## Records to use:
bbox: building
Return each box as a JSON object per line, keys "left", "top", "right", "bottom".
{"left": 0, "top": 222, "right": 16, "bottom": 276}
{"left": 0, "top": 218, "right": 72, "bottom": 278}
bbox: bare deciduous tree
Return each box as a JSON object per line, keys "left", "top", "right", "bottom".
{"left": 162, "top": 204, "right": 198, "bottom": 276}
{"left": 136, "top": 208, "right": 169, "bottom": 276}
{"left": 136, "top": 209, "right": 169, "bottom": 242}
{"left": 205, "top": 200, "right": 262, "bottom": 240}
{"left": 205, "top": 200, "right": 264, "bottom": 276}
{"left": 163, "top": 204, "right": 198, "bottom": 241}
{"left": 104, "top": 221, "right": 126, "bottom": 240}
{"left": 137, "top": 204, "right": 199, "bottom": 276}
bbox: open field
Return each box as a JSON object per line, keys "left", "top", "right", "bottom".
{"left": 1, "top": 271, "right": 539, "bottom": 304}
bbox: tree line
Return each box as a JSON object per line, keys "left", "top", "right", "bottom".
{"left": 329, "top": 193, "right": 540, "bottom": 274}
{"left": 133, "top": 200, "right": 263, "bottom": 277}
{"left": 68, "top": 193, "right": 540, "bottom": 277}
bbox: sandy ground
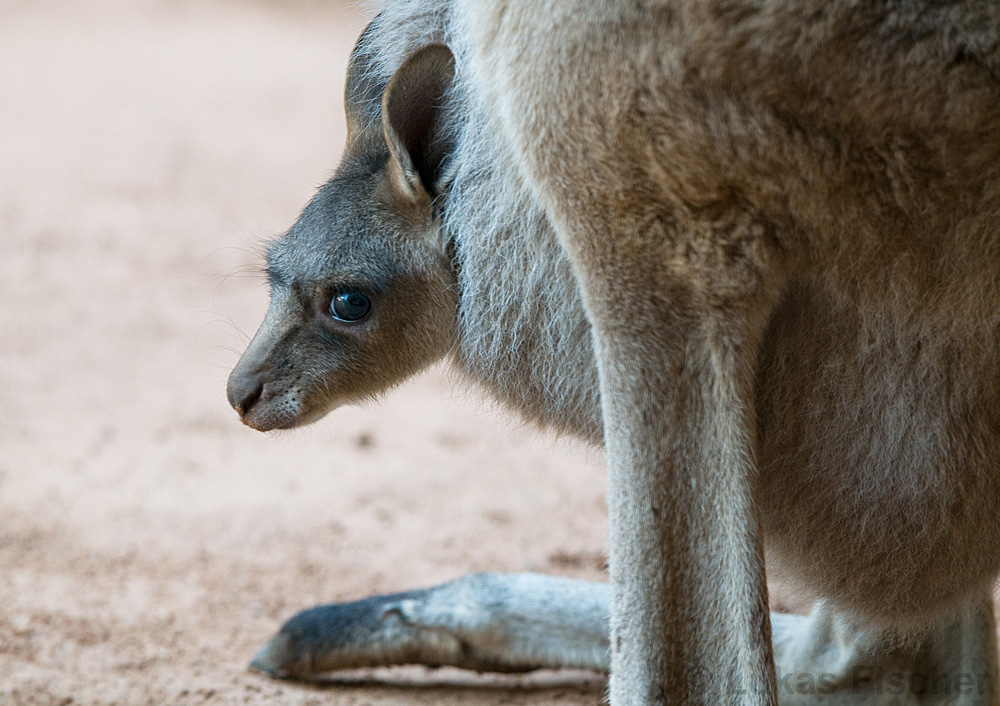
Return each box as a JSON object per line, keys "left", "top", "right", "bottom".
{"left": 0, "top": 2, "right": 814, "bottom": 705}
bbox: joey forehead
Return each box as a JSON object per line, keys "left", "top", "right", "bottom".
{"left": 265, "top": 178, "right": 403, "bottom": 290}
{"left": 266, "top": 230, "right": 399, "bottom": 292}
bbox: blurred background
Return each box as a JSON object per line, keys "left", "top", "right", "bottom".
{"left": 0, "top": 1, "right": 610, "bottom": 703}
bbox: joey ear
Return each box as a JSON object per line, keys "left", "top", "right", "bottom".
{"left": 345, "top": 15, "right": 386, "bottom": 140}
{"left": 381, "top": 44, "right": 456, "bottom": 201}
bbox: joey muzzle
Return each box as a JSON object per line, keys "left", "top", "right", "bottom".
{"left": 227, "top": 367, "right": 264, "bottom": 417}
{"left": 226, "top": 361, "right": 306, "bottom": 432}
{"left": 227, "top": 294, "right": 311, "bottom": 431}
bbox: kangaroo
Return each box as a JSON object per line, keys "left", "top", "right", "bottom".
{"left": 226, "top": 2, "right": 1000, "bottom": 704}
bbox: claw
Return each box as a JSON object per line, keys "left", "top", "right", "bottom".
{"left": 249, "top": 629, "right": 310, "bottom": 678}
{"left": 247, "top": 595, "right": 415, "bottom": 678}
{"left": 248, "top": 644, "right": 285, "bottom": 678}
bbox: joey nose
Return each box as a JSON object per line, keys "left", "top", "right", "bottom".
{"left": 227, "top": 368, "right": 264, "bottom": 416}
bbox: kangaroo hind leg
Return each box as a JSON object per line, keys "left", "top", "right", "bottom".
{"left": 249, "top": 572, "right": 611, "bottom": 677}
{"left": 771, "top": 596, "right": 999, "bottom": 706}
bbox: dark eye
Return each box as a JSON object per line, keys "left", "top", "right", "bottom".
{"left": 329, "top": 289, "right": 372, "bottom": 322}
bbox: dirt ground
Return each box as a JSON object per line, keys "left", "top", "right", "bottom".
{"left": 0, "top": 2, "right": 813, "bottom": 705}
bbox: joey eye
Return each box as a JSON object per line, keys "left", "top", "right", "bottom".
{"left": 330, "top": 289, "right": 372, "bottom": 322}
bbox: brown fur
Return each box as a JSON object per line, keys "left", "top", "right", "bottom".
{"left": 229, "top": 1, "right": 1000, "bottom": 703}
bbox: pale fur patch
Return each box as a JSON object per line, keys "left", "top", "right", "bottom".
{"left": 362, "top": 0, "right": 603, "bottom": 438}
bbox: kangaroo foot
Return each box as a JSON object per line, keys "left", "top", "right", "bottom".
{"left": 250, "top": 572, "right": 611, "bottom": 678}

## Task directions:
The response should consist of the entries above, given again exactly and free of pictures.

## Written reply:
bbox: building
Return each box as a JSON object per line, keys "left", "top", "right", "bottom".
{"left": 0, "top": 222, "right": 16, "bottom": 276}
{"left": 0, "top": 218, "right": 72, "bottom": 278}
bbox: bare deciduous tree
Return each box as a JSON object per line, keys "left", "top", "right", "bottom".
{"left": 162, "top": 204, "right": 198, "bottom": 276}
{"left": 136, "top": 208, "right": 169, "bottom": 276}
{"left": 136, "top": 209, "right": 169, "bottom": 242}
{"left": 205, "top": 200, "right": 262, "bottom": 240}
{"left": 205, "top": 200, "right": 264, "bottom": 276}
{"left": 163, "top": 204, "right": 198, "bottom": 241}
{"left": 104, "top": 221, "right": 126, "bottom": 240}
{"left": 137, "top": 204, "right": 199, "bottom": 276}
bbox: open field
Return each box as a JSON object per line, keys "left", "top", "right", "bottom".
{"left": 1, "top": 271, "right": 539, "bottom": 304}
bbox: tree line
Return each box as a JSON object per line, keys "left", "top", "right", "bottom".
{"left": 329, "top": 193, "right": 540, "bottom": 274}
{"left": 133, "top": 200, "right": 263, "bottom": 277}
{"left": 68, "top": 193, "right": 540, "bottom": 277}
bbox: sandy ground
Return each box as a JSON object per line, keys "left", "top", "right", "bottom".
{"left": 0, "top": 2, "right": 814, "bottom": 705}
bbox: joey forehead
Return each box as a JSON object per line, keys "left", "top", "right", "bottom".
{"left": 265, "top": 178, "right": 403, "bottom": 290}
{"left": 266, "top": 230, "right": 399, "bottom": 292}
bbox: blurred background
Return each box as a JSON object per line, keys "left", "top", "right", "bottom".
{"left": 0, "top": 1, "right": 610, "bottom": 703}
bbox: joey ear
Return each box as a JSON object per line, keys "left", "top", "right", "bottom".
{"left": 345, "top": 15, "right": 386, "bottom": 140}
{"left": 381, "top": 44, "right": 456, "bottom": 201}
bbox: joey muzzle
Return each box as a JSON object per line, keys "left", "top", "right", "bottom".
{"left": 227, "top": 367, "right": 264, "bottom": 417}
{"left": 226, "top": 361, "right": 306, "bottom": 432}
{"left": 227, "top": 294, "right": 311, "bottom": 431}
bbox: kangaroo
Return each box as a JSON object per line, keys "left", "top", "right", "bottom".
{"left": 226, "top": 2, "right": 1000, "bottom": 704}
bbox: claw
Return each box as a JSON object per line, keys "left", "top", "right", "bottom".
{"left": 249, "top": 629, "right": 310, "bottom": 678}
{"left": 247, "top": 595, "right": 415, "bottom": 678}
{"left": 248, "top": 644, "right": 285, "bottom": 678}
bbox: joey nose
Return each box as a JSON object per line, keys "left", "top", "right", "bottom".
{"left": 227, "top": 368, "right": 264, "bottom": 416}
bbox: kangaroo hind leg
Return each box as a JSON object per line, keys "left", "top", "right", "bottom".
{"left": 249, "top": 572, "right": 611, "bottom": 677}
{"left": 771, "top": 596, "right": 999, "bottom": 706}
bbox: dark eye
Return each box as a JSON object per line, keys "left", "top", "right", "bottom".
{"left": 329, "top": 289, "right": 372, "bottom": 322}
bbox: dirt ground
Return each box as a JSON object per line, keys "left", "top", "right", "bottom".
{"left": 0, "top": 2, "right": 813, "bottom": 705}
bbox: joey eye
Return each box as a JSON object per line, keys "left", "top", "right", "bottom".
{"left": 330, "top": 289, "right": 372, "bottom": 322}
bbox: brown fur
Return each box as a JSON object per line, keys "left", "top", "right", "bottom".
{"left": 229, "top": 1, "right": 1000, "bottom": 703}
bbox: pale fur patch
Return each box as a JSON object per line, keys "left", "top", "right", "bottom".
{"left": 362, "top": 0, "right": 603, "bottom": 438}
bbox: kangaroo foot
Return each box as a JSON object per line, keys "left", "top", "right", "bottom".
{"left": 250, "top": 572, "right": 611, "bottom": 678}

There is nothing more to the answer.